# SELECTED EXTRACT:

3 Forgetting as adaptive
The idea that forgetting is an adaptive process has gained considerable currency recently (e.g., see Nørby, 2015; Ryan & Frankland, 2022). A central tenet here is that “… information loss prevents overfitting to perceptual situations that are too specific. In other words, degrading stored information contained in a memory allows organisms to behave more flexibly and promotes better memory-guided decision-making” (Ryan & Frankland, 2022, p. 179). Forgetting then, in childhood and adulthood, is something that occurs in an adaptive memory system, one that is geared to promote the survival of the remembering organism (also see Howe & Otgaar, 2013).
A related mechanism that, although not necessarily leading to the complete erasure of information but simply its modification, is reconsolidation. Like consolidation, reconsolidation involves initial trace volatility of engrams in memory followed by the stabilizing of the engram, in this case, following the retrieval of a previously stored memory trace. During the period of instability, additional information can be added to the original memory trace, information that subsequently becomes part of the newly restored engram. Through this process, the original trace is updated with new information, making that representation more pertinent to functioning in the organisms current environment.

# DATA LISTING:
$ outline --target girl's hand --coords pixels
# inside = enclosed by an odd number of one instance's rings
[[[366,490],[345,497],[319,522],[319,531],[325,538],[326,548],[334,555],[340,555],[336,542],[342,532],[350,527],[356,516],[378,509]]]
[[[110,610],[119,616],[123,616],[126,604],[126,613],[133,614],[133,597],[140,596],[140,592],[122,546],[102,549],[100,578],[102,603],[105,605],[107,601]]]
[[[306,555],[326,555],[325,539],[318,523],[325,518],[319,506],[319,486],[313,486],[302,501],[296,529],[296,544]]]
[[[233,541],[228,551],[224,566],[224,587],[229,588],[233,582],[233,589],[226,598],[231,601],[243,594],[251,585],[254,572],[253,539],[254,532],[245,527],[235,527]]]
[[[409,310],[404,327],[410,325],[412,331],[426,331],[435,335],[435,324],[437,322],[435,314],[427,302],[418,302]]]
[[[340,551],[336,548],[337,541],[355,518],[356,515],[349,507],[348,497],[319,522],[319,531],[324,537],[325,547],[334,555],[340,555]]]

# DIRECTIONS:
Extend the passage on adaptive forgetting, picking up after its final sentence. The rows above come from a different source than the passage on adaptive forgetting.

# WRITTEN ANSWER:
Concerning the forgetting of early childhood experiences, one model suggests that the ongoing maturation of the hippocampal complex may make infantile memories inaccessible to later retrieval attempts (Alberini & Travaglia, 2017). The idea here is that there are critical periods in memory-related neural development in which the young organism is learning to learn and remember. Although memory traces may be laid down early in this development, forgetting of these traces might occur due to the maturation of the hippocampal memory system in response to these infantile experiences, making memories of these early experiences inaccessible to retrieval attempts in this more mature memory system.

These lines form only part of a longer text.